▶ WHAT NEEDS TO BE DONE
All entries are to be repeated exactly as shown below.

▶ RECORDS SHOWN
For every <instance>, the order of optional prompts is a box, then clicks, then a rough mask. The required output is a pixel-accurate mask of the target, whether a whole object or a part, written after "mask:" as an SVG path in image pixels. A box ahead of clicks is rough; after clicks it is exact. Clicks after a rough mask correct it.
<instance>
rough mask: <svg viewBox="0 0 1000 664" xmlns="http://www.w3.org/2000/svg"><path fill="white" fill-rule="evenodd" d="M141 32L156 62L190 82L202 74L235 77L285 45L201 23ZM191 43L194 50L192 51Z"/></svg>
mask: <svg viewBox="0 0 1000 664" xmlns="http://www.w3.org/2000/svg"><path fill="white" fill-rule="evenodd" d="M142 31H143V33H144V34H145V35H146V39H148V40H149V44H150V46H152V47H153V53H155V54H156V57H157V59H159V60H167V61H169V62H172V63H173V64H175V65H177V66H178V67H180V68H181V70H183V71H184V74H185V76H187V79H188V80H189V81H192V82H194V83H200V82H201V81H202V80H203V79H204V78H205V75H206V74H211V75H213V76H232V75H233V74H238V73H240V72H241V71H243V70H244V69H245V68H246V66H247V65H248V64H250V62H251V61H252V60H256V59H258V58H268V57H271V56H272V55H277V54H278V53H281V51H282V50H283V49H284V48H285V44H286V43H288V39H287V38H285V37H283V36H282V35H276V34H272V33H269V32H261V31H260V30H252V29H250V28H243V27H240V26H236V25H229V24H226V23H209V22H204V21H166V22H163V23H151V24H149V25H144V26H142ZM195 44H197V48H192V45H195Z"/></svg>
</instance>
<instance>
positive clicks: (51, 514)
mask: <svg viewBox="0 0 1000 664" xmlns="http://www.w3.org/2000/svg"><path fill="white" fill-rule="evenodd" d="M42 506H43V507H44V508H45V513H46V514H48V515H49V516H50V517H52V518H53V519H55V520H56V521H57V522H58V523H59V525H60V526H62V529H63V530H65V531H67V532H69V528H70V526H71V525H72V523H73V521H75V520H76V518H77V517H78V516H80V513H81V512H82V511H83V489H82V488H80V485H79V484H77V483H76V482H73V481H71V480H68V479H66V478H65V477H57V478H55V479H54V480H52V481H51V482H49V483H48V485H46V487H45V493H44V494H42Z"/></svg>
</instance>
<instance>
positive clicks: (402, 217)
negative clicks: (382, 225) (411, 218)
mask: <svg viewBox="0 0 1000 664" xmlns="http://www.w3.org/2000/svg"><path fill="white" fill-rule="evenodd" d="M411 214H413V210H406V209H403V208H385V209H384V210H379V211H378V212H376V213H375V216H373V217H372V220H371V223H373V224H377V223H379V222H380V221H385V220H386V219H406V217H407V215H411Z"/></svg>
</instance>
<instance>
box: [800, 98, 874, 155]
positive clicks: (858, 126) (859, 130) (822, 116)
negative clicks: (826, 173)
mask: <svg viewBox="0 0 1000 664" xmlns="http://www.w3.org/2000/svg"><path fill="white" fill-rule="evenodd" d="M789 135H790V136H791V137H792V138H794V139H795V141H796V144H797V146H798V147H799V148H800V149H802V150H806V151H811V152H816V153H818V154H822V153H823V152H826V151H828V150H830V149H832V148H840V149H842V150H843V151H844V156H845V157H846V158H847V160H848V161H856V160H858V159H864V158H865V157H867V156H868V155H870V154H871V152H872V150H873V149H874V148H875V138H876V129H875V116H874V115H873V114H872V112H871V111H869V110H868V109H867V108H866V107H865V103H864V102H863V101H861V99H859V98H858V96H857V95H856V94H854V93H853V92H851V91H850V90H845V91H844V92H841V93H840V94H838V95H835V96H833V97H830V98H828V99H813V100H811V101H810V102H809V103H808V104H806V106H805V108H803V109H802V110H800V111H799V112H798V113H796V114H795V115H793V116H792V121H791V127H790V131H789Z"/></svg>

▶ RESPONSE AREA
For every <instance>, the order of optional prompts is a box, then clicks, then a rough mask. The required output is a pixel-accurate mask of the target, whether a whole object or a part, written after "mask:" as an SVG path in image pixels. A box ahead of clicks is rough; after clicks it is exact. Clicks after a rough mask correct it.
<instance>
rough mask: <svg viewBox="0 0 1000 664" xmlns="http://www.w3.org/2000/svg"><path fill="white" fill-rule="evenodd" d="M141 32L156 62L190 82L202 74L235 77L285 45L201 23ZM191 43L194 50L192 51Z"/></svg>
mask: <svg viewBox="0 0 1000 664" xmlns="http://www.w3.org/2000/svg"><path fill="white" fill-rule="evenodd" d="M142 31H143V33H144V34H145V35H146V39H148V40H149V44H150V46H152V47H153V53H155V54H156V57H157V59H159V60H167V61H169V62H172V63H173V64H175V65H177V66H178V67H180V68H181V70H183V71H184V74H185V76H187V79H188V80H189V81H192V82H194V83H200V82H201V81H202V80H203V79H204V78H205V75H206V74H211V75H213V76H232V75H233V74H238V73H240V72H241V71H243V70H244V69H245V68H246V66H247V65H248V64H250V62H251V61H252V60H256V59H258V58H268V57H271V56H272V55H277V54H278V53H281V51H282V50H283V49H284V48H285V44H286V43H288V39H287V38H285V37H283V36H282V35H276V34H272V33H269V32H261V31H260V30H252V29H250V28H243V27H240V26H236V25H229V24H226V23H209V22H204V21H166V22H163V23H151V24H149V25H144V26H142ZM195 44H197V48H192V45H195Z"/></svg>
</instance>
<instance>
positive clicks: (51, 514)
mask: <svg viewBox="0 0 1000 664" xmlns="http://www.w3.org/2000/svg"><path fill="white" fill-rule="evenodd" d="M42 506H43V507H44V508H45V513H46V514H48V515H49V516H50V517H52V518H53V519H55V520H56V521H57V522H58V523H59V525H60V526H62V529H63V530H65V531H67V532H69V528H70V526H71V525H72V523H73V521H75V520H76V518H77V517H78V516H80V513H81V512H82V511H83V489H82V488H80V485H79V484H77V483H76V482H73V481H71V480H68V479H66V478H65V477H57V478H55V479H54V480H52V481H51V482H49V483H48V485H46V487H45V493H44V494H42Z"/></svg>
</instance>
<instance>
positive clicks: (402, 217)
negative clicks: (382, 225) (411, 218)
mask: <svg viewBox="0 0 1000 664" xmlns="http://www.w3.org/2000/svg"><path fill="white" fill-rule="evenodd" d="M411 214H413V210H406V209H403V208H385V209H384V210H379V211H378V212H376V213H375V216H373V217H372V220H371V223H373V224H377V223H379V222H380V221H385V220H386V219H406V217H407V215H411Z"/></svg>
</instance>
<instance>
box: [800, 98, 874, 155]
positive clicks: (858, 126) (859, 130) (822, 116)
negative clicks: (826, 173)
mask: <svg viewBox="0 0 1000 664" xmlns="http://www.w3.org/2000/svg"><path fill="white" fill-rule="evenodd" d="M789 135H790V136H791V137H792V138H794V139H795V141H796V144H797V146H798V147H799V148H800V149H802V150H806V151H811V152H816V153H818V154H822V153H823V152H826V151H828V150H830V149H832V148H840V149H842V150H843V151H844V156H845V157H846V158H847V160H848V161H856V160H858V159H864V158H865V157H867V156H868V155H870V154H871V152H872V150H873V149H874V148H875V138H876V129H875V116H874V115H873V114H872V112H871V111H869V110H868V109H867V108H866V107H865V103H864V102H863V101H861V99H859V98H858V96H857V95H856V94H854V93H853V92H851V91H850V90H845V91H844V92H841V93H840V94H838V95H835V96H833V97H830V98H828V99H813V100H811V101H810V102H809V103H808V104H806V106H805V108H803V109H802V110H800V111H799V112H798V113H796V114H795V115H793V116H792V121H791V127H790V131H789Z"/></svg>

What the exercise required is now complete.